Extract to read:
──────────
Class X Session 2023-24 Question 24

 MATH SAMPLE QUESTION PAPER

Class X Session 2023-24

MATHEMATICS STANDARD (Code No.041) 

Question 24

\[if\; \tan(A + B) =\;\sqrt{3} \; and \;\tan(A - B) =\;\frac{1}{\sqrt{3}}\] ,0° < A + B < 90°; A > B, find A and B.

Explanation:  

Given that :

\[ \tan(A + B) =\;\sqrt{3} \; and \;\tan(A - B) =\;\frac{1}{\sqrt{3}}\]

First, recognize the angles for which

\[\tan(\theta) = \sqrt{3} \; and \; tan(\theta) = \frac{1}{\sqrt{3}}\] we know that

\[\tan(60^{\circ}) = \sqrt{3} \; and \; tan(30^{\circ}) = \frac{1}{\sqrt{3}}\]

\[\ so,\; A+B \;= 60^{\circ} \; and \; A-B \;= 30^{\circ}\] now add the two equation , we get 

\[\ A+B \;= 60^{\circ},---(1)\] 

\[\ A-B \;= 30^{\circ},---(2)\]

\[\ so,\;(A+B)+(A-B)\;= 60^{\circ} + 30^{\circ}\]

\[\ or,\;2A\;= 90^{\circ}\]

\[\ or,\;A\;= 45^{\circ}\]

Now Put A value in equation (1) and we get 

\[\ from (1),\;B\;= 60^{\circ} - 45^{\circ}\]

\[\therefore \; B\;= 15^{\circ}\]

\[Now \; A\;= 45^{\circ}\; and \; B\;= 15^{\circ}\]
──────────
Required actions:
• a. Return, word for word, everything in the Question 24 solution from "MATH SAMPLE QUESTION" down to "find A and B.".
• b. Sum up the Question 24 solution in two sentences.

Excerpted data:
──────────
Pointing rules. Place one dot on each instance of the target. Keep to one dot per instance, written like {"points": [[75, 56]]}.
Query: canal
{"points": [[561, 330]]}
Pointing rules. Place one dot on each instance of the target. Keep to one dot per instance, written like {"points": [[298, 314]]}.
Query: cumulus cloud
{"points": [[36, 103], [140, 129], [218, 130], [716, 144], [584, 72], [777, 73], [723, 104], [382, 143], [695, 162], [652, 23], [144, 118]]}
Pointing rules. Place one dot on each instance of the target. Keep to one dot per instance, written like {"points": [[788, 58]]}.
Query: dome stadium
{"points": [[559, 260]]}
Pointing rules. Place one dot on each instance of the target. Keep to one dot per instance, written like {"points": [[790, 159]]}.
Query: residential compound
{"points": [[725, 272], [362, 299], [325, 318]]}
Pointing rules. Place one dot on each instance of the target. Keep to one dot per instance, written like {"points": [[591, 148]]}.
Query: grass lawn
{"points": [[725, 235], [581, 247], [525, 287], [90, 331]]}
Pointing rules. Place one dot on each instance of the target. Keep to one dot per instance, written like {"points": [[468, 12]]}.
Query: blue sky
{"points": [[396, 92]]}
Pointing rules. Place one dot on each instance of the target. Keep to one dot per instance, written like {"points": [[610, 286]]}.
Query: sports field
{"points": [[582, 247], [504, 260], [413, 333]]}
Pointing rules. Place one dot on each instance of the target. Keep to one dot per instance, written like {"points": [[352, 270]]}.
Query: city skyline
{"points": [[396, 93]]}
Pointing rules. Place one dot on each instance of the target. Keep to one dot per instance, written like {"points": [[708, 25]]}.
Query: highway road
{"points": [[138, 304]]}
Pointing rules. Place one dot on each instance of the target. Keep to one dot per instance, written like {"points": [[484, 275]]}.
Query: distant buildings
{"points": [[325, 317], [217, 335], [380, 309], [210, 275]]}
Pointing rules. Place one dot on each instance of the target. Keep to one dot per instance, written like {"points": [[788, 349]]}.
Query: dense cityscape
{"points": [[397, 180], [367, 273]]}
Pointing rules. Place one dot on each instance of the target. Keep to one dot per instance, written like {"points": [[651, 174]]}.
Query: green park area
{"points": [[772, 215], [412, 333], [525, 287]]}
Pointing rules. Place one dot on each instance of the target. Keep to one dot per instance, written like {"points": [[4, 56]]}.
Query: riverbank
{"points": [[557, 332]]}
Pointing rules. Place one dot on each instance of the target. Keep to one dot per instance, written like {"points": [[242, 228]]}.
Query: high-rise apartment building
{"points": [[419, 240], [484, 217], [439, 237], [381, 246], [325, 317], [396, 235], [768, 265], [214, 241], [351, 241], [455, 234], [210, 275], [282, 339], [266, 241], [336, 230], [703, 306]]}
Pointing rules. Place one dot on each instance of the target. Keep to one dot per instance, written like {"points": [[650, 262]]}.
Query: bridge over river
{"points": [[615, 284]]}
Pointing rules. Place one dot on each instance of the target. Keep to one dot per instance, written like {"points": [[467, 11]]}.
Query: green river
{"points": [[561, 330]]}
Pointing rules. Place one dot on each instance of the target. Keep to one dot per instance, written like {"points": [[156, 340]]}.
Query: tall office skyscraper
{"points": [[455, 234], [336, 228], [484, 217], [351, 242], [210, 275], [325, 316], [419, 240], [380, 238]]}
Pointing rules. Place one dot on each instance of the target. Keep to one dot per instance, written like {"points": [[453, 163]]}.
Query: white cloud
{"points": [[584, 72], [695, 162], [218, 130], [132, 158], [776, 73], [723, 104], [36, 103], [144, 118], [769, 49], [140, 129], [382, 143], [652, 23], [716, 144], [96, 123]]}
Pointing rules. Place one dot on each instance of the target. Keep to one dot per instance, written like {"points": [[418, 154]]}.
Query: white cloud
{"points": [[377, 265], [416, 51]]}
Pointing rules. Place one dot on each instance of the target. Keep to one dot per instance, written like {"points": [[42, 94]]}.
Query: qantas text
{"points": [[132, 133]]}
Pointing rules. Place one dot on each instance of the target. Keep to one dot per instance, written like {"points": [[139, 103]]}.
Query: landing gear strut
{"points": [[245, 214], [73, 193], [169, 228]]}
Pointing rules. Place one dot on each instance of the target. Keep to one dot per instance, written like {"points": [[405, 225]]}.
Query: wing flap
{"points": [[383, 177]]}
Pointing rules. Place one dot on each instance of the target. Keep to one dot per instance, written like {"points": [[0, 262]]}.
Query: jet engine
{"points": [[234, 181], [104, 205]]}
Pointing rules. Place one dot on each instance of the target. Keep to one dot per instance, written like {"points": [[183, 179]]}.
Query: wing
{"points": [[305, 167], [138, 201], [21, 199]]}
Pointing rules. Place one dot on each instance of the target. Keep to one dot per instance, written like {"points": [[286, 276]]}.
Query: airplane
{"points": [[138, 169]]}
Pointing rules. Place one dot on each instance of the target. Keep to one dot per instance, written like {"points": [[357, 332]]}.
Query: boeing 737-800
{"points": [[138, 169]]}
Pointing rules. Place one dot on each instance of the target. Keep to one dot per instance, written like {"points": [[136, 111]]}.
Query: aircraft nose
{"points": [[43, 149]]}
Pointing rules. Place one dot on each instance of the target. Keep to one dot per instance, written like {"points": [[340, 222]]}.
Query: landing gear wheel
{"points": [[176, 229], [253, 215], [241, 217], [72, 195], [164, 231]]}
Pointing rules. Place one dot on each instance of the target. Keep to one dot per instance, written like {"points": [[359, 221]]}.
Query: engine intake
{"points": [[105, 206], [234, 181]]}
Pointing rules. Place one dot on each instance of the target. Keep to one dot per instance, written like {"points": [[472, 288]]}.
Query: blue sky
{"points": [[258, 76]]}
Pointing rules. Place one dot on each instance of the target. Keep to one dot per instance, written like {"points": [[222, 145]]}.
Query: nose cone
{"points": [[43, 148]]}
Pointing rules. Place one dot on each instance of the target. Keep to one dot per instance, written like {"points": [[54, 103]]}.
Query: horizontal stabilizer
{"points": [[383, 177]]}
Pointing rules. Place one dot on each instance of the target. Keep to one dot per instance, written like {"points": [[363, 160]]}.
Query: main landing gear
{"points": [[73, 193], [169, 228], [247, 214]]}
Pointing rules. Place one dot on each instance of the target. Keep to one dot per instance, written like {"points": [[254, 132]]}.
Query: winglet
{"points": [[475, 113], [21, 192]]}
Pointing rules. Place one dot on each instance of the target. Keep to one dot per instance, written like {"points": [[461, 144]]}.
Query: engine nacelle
──────────
The responses:
• a.
MATH SAMPLE QUESTION PAPER

Class X Session 2023-24

MATHEMATICS STANDARD (Code No.041) 

Question 24

\[if\; \tan(A + B) =\;\sqrt{3} \; and \;\tan(A - B) =\;\frac{1}{\sqrt{3}}\] ,0° < A + B < 90°; A > B, find A and B.

• b. The problem, from a Class X mathematics sample paper for 2023-24, gives tan(A + B) = √3 and tan(A − B) = 1/√3, with 0° < A + B < 90° and A > B, and asks for A and B. Because tan 60° = √3 and tan 30° = 1/√3, A + B = 60° and A − B = 30°, so adding the equations gives 2A = 90°, making A = 45°, and putting that value into the first equation gives B = 15°.